Brief 1 → Put the rows below, from the line containing "Task: Q: Indicate the face" through the end of the rows, as a numbered list without blank lines. Leave the pictures out.

Excerpt →
========================

General Motors Corp.'s partnership with China's SAIC has helped it win an enviable edge over its global competitors in this sizzling market.

That alliance has also helped transform SAIC (nyse: SAI - news - people ), a former tractor factory, into a fledgling automaker in its own right - with car models that are competing directly with GM's across the spectrum.

But GM's not worried, says the company's China president, Kevin Wale.

"We've always known that SAIC would develop their own brand. We have spoken of it since we began our joint venture car company," Wale said in an interview Friday. "It's not a surprise to us."

The partnership between GM and Shanghai Automotive Industrial Corp., or SAIC, resulted from government policies requiring foreign automakers to create joint ventures with local partners as a condition for setting up shop in this potentially huge market.

Beijing's plan all along has been to develop a globally competitive local industry.

"SAIC has a responsibility to develop its own brand. We understand and accept that," Wale said. "We're also confident that our brands and the success of our joint ventures are very important to SAIC."

========================

Material provided →

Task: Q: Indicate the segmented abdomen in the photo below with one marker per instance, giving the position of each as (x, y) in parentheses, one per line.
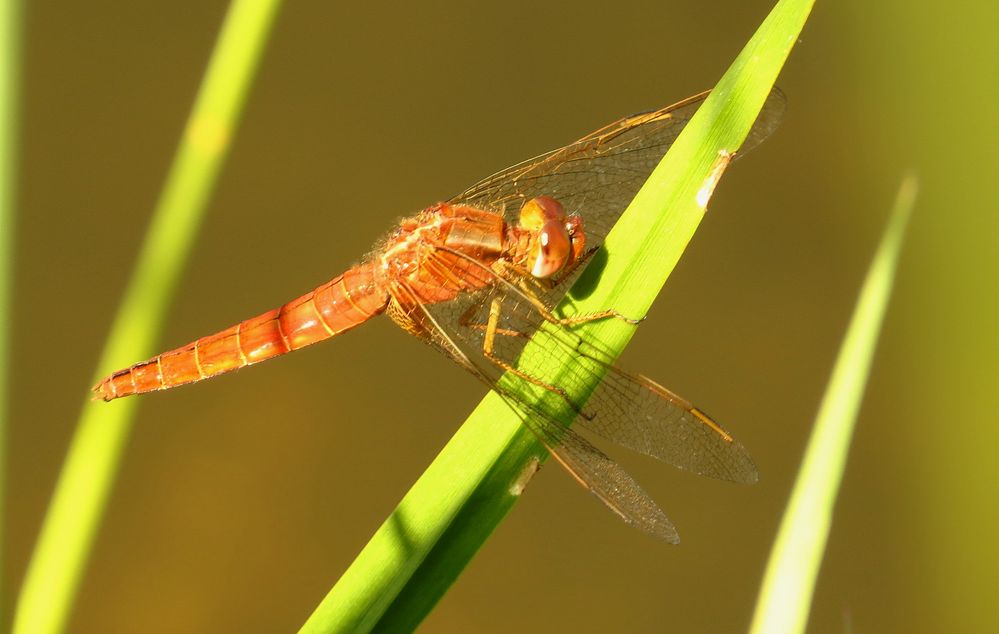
(335, 307)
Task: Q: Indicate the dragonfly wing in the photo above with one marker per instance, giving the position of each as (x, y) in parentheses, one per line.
(598, 175)
(598, 474)
(638, 413)
(629, 410)
(593, 469)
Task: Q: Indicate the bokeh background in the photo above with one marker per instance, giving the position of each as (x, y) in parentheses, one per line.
(242, 500)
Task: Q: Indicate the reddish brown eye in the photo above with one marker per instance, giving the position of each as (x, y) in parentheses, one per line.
(553, 250)
(552, 247)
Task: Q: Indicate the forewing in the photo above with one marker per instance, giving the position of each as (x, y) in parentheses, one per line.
(598, 175)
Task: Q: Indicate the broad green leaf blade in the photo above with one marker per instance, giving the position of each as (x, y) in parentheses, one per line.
(786, 595)
(11, 26)
(468, 489)
(81, 494)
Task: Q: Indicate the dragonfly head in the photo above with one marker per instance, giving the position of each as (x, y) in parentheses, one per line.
(558, 239)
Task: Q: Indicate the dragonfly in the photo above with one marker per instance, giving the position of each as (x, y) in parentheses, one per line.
(480, 275)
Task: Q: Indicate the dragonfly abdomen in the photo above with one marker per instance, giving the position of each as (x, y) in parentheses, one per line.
(343, 303)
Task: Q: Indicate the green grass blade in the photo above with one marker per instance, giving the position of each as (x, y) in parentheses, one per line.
(460, 499)
(786, 595)
(11, 25)
(84, 485)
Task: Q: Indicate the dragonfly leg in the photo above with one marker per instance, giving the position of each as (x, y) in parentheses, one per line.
(492, 329)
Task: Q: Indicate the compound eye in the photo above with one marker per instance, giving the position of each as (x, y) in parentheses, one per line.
(553, 250)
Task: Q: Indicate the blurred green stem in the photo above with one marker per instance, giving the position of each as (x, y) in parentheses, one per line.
(81, 494)
(786, 595)
(11, 25)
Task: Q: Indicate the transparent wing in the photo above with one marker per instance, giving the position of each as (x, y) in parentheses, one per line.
(598, 175)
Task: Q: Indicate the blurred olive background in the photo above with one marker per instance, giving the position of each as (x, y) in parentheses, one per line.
(243, 499)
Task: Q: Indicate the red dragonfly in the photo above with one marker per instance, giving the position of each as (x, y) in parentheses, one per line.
(476, 277)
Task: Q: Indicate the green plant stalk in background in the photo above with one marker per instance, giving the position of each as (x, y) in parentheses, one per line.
(77, 506)
(11, 24)
(786, 595)
(424, 545)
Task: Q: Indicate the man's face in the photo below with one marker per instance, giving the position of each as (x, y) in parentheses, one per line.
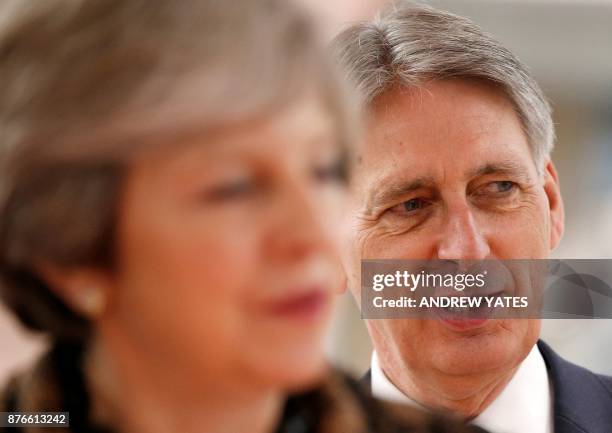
(446, 172)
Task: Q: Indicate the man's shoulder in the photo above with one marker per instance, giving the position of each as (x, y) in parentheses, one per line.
(582, 398)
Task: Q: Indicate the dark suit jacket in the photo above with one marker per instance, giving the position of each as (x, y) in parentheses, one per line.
(582, 401)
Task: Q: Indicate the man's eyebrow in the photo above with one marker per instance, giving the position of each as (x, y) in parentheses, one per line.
(504, 168)
(389, 192)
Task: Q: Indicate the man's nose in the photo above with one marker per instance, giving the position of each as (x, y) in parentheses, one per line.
(461, 237)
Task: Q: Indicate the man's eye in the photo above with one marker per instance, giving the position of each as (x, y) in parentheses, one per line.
(499, 187)
(409, 206)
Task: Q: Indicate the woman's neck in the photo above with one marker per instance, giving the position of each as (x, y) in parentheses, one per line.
(132, 395)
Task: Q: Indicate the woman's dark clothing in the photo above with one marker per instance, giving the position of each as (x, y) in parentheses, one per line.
(339, 405)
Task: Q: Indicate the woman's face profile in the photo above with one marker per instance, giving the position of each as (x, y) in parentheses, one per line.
(226, 262)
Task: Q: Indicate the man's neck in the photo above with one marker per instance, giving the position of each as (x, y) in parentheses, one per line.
(465, 396)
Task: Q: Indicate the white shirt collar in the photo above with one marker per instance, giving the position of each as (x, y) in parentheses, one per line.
(523, 406)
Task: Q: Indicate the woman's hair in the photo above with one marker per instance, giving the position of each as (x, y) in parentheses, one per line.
(85, 84)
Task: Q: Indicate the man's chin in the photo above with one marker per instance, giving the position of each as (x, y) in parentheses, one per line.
(467, 349)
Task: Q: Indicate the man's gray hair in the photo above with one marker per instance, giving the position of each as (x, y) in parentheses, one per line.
(413, 43)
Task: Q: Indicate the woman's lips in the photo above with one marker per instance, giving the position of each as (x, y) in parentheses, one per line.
(306, 305)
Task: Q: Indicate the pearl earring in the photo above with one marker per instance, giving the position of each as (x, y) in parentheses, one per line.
(92, 301)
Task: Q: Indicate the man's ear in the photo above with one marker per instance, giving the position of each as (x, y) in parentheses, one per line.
(555, 204)
(84, 289)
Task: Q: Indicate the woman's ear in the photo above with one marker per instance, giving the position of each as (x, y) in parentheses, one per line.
(555, 204)
(342, 282)
(84, 289)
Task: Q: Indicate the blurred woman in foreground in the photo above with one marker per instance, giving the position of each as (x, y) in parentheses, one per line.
(172, 175)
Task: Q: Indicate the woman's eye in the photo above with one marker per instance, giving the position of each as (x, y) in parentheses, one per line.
(409, 206)
(230, 190)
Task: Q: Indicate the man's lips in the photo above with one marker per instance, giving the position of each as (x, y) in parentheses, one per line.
(461, 319)
(307, 304)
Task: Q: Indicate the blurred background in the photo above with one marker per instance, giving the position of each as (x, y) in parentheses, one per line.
(567, 44)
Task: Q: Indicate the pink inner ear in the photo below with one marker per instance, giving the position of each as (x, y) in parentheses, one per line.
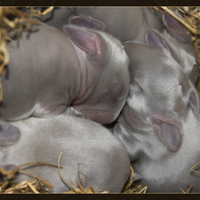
(86, 40)
(176, 29)
(169, 134)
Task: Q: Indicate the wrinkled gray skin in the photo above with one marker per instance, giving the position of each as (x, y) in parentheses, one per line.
(125, 23)
(131, 23)
(54, 69)
(102, 159)
(160, 123)
(178, 41)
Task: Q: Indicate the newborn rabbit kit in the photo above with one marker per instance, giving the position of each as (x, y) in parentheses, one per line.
(140, 82)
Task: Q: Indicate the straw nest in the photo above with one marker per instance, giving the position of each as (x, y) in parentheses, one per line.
(12, 22)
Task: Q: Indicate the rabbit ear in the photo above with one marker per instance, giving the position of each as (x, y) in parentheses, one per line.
(9, 134)
(168, 133)
(176, 29)
(194, 102)
(87, 22)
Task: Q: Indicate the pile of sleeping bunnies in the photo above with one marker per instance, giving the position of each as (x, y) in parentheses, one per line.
(99, 100)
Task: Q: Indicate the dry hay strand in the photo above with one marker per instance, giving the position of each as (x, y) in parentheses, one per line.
(38, 185)
(22, 21)
(78, 188)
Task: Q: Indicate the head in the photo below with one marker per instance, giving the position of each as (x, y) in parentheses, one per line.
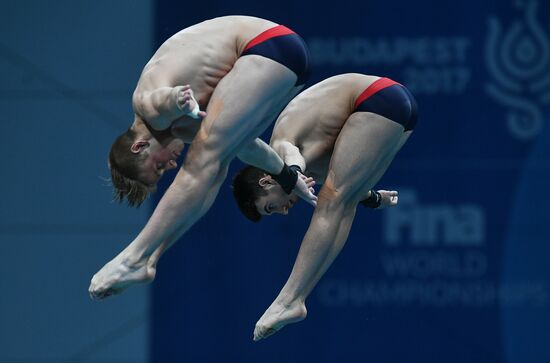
(257, 194)
(137, 162)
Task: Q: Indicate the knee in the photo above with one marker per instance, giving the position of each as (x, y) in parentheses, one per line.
(334, 200)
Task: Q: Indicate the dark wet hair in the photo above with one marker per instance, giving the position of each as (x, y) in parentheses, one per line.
(247, 189)
(125, 168)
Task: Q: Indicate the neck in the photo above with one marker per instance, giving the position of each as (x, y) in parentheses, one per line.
(145, 131)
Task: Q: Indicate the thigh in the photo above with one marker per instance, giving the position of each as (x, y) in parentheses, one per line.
(253, 92)
(364, 149)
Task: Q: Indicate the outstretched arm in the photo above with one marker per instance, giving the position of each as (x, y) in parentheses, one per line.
(166, 104)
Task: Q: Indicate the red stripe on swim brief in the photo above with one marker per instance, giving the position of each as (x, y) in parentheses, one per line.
(375, 86)
(277, 31)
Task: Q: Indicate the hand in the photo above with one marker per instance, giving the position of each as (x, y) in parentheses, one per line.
(304, 189)
(389, 198)
(187, 103)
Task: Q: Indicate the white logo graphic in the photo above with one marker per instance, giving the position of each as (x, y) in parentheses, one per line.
(518, 60)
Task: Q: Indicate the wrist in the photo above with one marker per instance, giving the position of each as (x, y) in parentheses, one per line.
(373, 200)
(287, 177)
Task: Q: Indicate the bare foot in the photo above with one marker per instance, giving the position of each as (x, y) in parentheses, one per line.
(277, 316)
(119, 274)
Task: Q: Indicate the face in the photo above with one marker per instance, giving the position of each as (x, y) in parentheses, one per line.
(276, 200)
(159, 159)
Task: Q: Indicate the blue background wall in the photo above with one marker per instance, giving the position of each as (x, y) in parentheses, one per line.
(455, 273)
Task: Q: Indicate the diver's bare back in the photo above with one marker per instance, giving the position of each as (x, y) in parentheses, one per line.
(314, 119)
(200, 55)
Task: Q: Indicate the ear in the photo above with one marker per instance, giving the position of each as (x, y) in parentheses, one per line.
(138, 146)
(266, 181)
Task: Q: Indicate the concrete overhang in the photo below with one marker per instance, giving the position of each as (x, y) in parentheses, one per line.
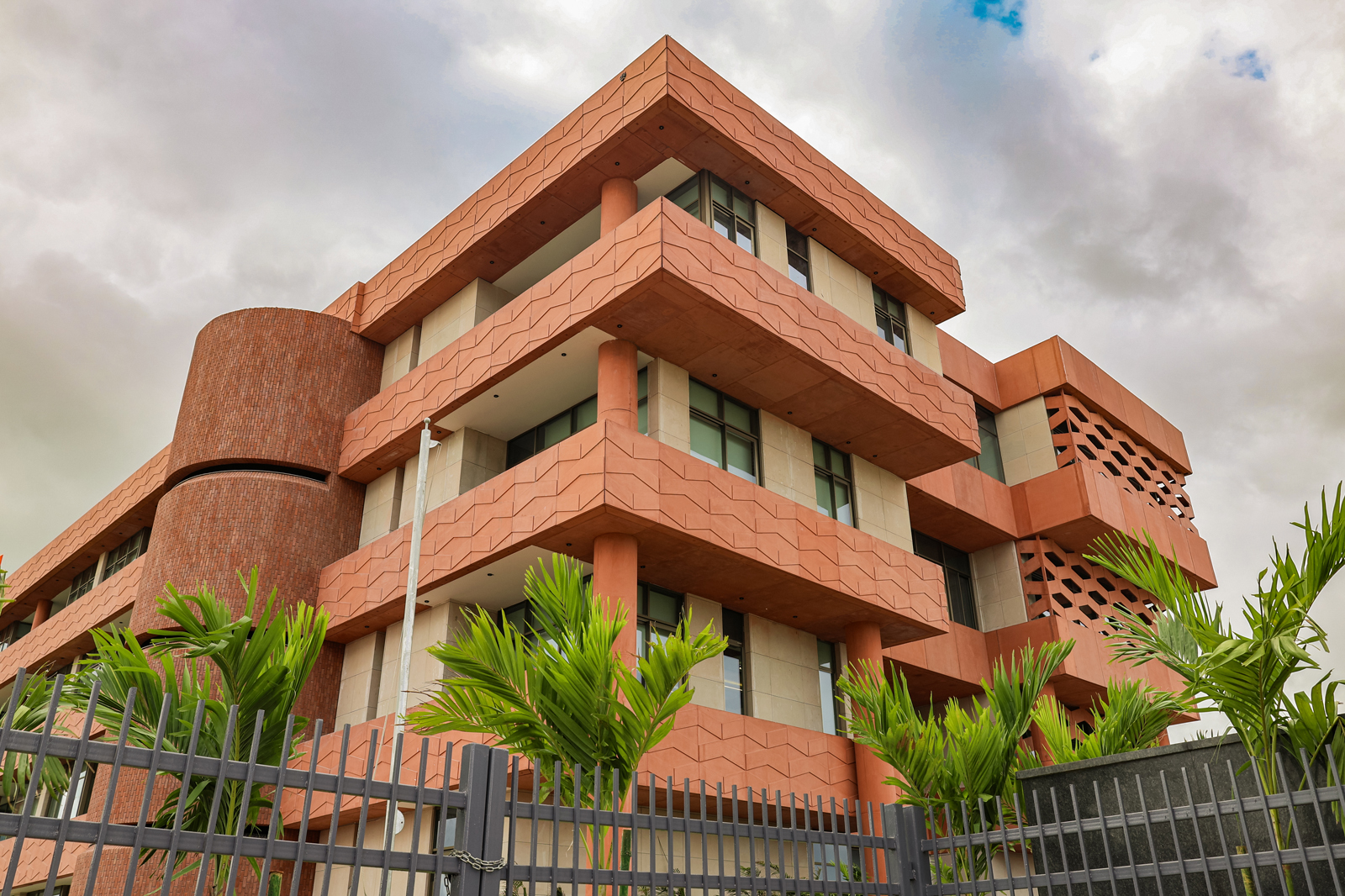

========================

Brief 2 → Write out the passage of the article on GM and SAIC from "General Motors Corp.'s" to "across the spectrum.".

Exercise solution 1 →
1. Task: Q: Indicate the face in the photo above with one marker per instance, giving the position of each as (x, y) in parentheses, one per line.
2. (276, 200)
3. (159, 159)
4. Task: Q: Indicate the blue background wall in the photo above with one marker per instance, giving the position of each as (x, y) in parentheses, one per line.
5. (455, 273)
6. Task: Q: Indicate the diver's bare back in the photo above with one marker per instance, giving the position of each as (x, y) in parentheses, one per line.
7. (314, 119)
8. (200, 55)
9. Task: Q: Indicate the ear in the photo above with one marker per instance, giving the position of each as (x, y) in parentheses, one per line.
10. (138, 146)
11. (266, 181)
12. Task: Q: Indicate the concrete overhang in the photo below with one marker per instance, giving the position of each as (x, y) in parentheses, one per line.

Exercise solution 2 →
General Motors Corp.'s partnership with China's SAIC has helped it win an enviable edge over its global competitors in this sizzling market.

That alliance has also helped transform SAIC (nyse: SAI - news - people ), a former tractor factory, into a fledgling automaker in its own right - with car models that are competing directly with GM's across the spectrum.